Task:
Answer these three questions using the article on flooding in Guatemala below, ignoring the listing:
1. What did emergency workers put the real death toll at?
2. What share of its coffee crop did the country lose, according to the head of Anacafe?
3. How many people died in mudslides in Panabaj?

Extract:
=== Section Start ===
Food Crisis Feared in Rain-Battered Guatemala
GUATEMALA: October 13, 2005


QUETZALTENANGO, Guatemala - Army helicopters and aid trucks ferried food and water on Wednesday to Guatemalan highland villages where thousands are packed into shelters, their homes swallowed by mudslides last week.

 


Service stations in the country's mountainous west were out of gasoline and fresh food supplies ran short, with swathes of farmland in the south still under water and roads cut off by banks of mud or wrecked bridges.

"Guatemala is in crisis. Even here we have no fresh meat, no potatoes, no vegetables," said a waiter in a popular backpackers' eatery in Guatemala's second city Quetzaltenango.

Vegetable plantations and chicken farms were destroyed by floods and the land looks from the air like a patchwork quilt of cocoa-colored lakes. Farmers were hampered by a lack of heavy machinery to help them clear roads.

The official toll from flooding and mudslides after Hurricane Stan last week is over 650 dead and some 400 missing but emergency workers put the real number at around 2,000.

While aid agencies worked with the army and government to stem the crisis, many fear the worst is still to come for tens of thousands of surviving Maya Indian peasants in the fir-covered mountains, now streaked with dozens of mudslides.

"At the moment we are just dealing with the emergency but the worst will come afterward: epidemics, destroyed harvests, peasants who can't return to their land. And we can't do anything about that," said air force pilot Hans Yaeggy at a military base in Quetzaltenango, where he was flying food and bottled water out to victims.

The pilots here have seen a wide picture of the damage, flying over remote hilltop villages where flattened crops spell destitution for Mayans living off maize and a few cash crops.

"We can cover people's needs for now but the government doesn't have the economic resources or structure to get out of this crisis in the long term. Not without help," Yaeggy said.


COFFEE HIT

The country lost between 2.4 percent and 6 percent of its coffee crop due to lashing winds, mudslides and flooding from Hurricane Stan, the head of growers' group Anacafe said.

Guatemala's geography, with millions living off subsistence farming in mountain hamlets makes it prone to mudslides and recovery efforts are difficult.

Many isolated villages hit last week went for days without help as a blanket of thick cloud prevented helicopters getting in. Food-laden trucks from the capital took days to navigate slippery hairpin bends on dirt roads through the mountains after the main highway was cut off.

"Things are better now but at first there was a terrible lack of organization and communication," said Canadian Ken Herfst, who lives in Guatemala and has been using volunteers from his Free Reformed church to help the relief effort.

"We went to help flooded villages and the water was up to our necks. But the problem was we were in the mountains so nobody had any boats. We couldn't find one anywhere," he said.

After the disorganized start to the relief effort, many are skeptical about a pledge by President Oscar Berger to find new land for mudslide victims.

In Cua, a tiny hamlet on the edge of the western border town of Tacana where 80 people died when a wall of mud buried two churches and a school, the survivors are in shock and terrified they will starve once the food aid stops.

Smashed marrows and carrots poked through the mass of mud that was declared a mass grave with 32 people buried beneath it. Mud also covered Cua's main maize plantation.

"We've lost everything. We can't plant more maize until May, so all year we have nothing to eat," said Maria Hernandez, twisting her fingers as she sat in a shabby shelter in Tacana.

Aid workers are concerned about disease and pollution of water supplies in places like Cua or Panabaj, where up to 1,400 died in mudslides.

"Disease is a big worry," said Herfst, as a human chain of volunteers tossed packs of mineral water toward a helicopter. "It's the kids we are worried about, they go down so fast."
=== Section End ===
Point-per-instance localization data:
=== Section Start ===
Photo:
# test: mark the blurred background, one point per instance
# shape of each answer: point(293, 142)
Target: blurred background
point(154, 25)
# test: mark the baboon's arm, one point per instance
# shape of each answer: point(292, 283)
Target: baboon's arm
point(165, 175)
=== Section End ===
=== Section Start ===
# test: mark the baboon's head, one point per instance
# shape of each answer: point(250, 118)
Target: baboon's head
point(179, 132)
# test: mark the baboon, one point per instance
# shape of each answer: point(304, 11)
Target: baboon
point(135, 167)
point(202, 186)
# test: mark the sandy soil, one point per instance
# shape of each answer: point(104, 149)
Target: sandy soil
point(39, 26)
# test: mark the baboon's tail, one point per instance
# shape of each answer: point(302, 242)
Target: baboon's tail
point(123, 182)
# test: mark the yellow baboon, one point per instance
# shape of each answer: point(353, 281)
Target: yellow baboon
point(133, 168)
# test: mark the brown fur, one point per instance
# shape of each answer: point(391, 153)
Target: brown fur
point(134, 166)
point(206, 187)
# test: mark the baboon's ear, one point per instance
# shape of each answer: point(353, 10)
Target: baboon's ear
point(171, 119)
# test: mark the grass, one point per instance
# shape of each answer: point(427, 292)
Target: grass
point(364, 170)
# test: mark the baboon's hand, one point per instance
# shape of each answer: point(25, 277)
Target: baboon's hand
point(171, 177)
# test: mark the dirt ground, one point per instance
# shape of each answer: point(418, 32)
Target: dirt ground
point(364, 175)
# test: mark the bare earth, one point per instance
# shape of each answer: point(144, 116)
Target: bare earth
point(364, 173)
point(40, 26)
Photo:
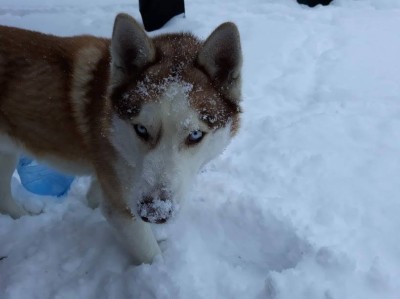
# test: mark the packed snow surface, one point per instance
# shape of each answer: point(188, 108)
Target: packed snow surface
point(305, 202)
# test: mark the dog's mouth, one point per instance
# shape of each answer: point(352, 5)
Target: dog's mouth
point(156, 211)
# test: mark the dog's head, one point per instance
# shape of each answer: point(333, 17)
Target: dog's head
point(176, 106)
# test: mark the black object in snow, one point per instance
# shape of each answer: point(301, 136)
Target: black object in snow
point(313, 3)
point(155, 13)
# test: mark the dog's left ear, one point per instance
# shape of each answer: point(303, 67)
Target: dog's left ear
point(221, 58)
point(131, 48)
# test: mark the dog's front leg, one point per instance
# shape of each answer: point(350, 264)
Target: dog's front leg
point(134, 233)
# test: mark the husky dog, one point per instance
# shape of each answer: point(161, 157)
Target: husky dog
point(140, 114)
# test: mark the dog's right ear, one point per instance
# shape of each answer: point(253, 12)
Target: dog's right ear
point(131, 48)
=== Section End ===
Exercise response:
1. Around 2,000.
2. Between 2.4 percent and 6 percent.
3. Up to 1,400.